Exercise passage>
==========
In the 19th century, the area now known as Kaimukī was a farm of King Kalākaua's, where wild ostriches roamed over the mountain side. It later became the site of a carnation farm for funeral flowers. Kaimukī is now a mixed use area, consisting of a residential area with a small business district (mainly restaurants and service industries). It is located in the urbanized Honolulu region near Kahala and Diamond Head, Oah'u, Hawai'i.

Kaimukī is an ancient Hawaiian name. Its name comes from Ka imu kī meaning "The ti root oven" in the Hawaiian language. The area was known for the many ovens used to bake roots of kī Cordyline fruticosa, or ti, into a sweet food similar to candy.

Kaimukī's main street is Waialae Avenue, pronounced /waɪəlaɪ/. Several restaurants and stores are located on this street, as well as Kaimukī District Park.

Puʻu o Kaimukī “Kaimukī Hill” is the predominant feature of the area and has been a reservoir, a telegraph station, an observatory, and now a park. A metallic Christmas tree now stands on top of the hill, which is also called Menehune Hill.
==========
Excerpts from a dataset
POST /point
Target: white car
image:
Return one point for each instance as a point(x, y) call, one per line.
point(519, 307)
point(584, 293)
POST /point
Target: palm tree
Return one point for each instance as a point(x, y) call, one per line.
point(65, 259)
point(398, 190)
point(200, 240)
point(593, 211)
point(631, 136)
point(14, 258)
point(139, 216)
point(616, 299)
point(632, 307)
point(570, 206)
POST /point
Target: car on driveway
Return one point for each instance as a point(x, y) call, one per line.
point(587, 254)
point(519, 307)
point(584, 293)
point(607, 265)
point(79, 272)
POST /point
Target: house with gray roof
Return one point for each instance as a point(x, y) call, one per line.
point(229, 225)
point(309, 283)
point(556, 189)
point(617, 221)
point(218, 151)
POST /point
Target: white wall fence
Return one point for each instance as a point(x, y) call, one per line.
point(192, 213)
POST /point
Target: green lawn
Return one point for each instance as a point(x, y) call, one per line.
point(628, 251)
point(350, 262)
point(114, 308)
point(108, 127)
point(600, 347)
==========
Work order> Write the next part of the passage about the Kaimukī neighborhood, picking up after its final sentence. The listing has no connection to the passage about Kaimukī.

Response to the task>
==Architecture==
The neighborhood of Kaimukī is home to historic buildings. The Kaimuki Fire Station, designed in the Spanish Mission Style by G.R. Miller, was built in 1924 and is still used as a station today. The Queen Theater, designed by Lyman Bigelow, opened in 1936 but closed in 1985.

==Education==
Kapiʻolani Community College, one of ten branches of the public University of Hawaiʻi System, is located in Kaimukī as is the private Chaminade University.

Saint Louis School for boys and Sacred Hearts Academy for girls are located in Kaimukī as well as St. Patrick School (COED K-8). Kaimukī Christian School (COED P3-11) is located on Koko Head Avenue.

The Hawaii Japanese School - Rainbow Gakuen (ハワイレインボー学園 Hawai Rainbō Gakuen), a supplementary weekend Japanese school, holds its classes in Kaimukī Middle School in Honolulu and has its offices in another building in Honolulu.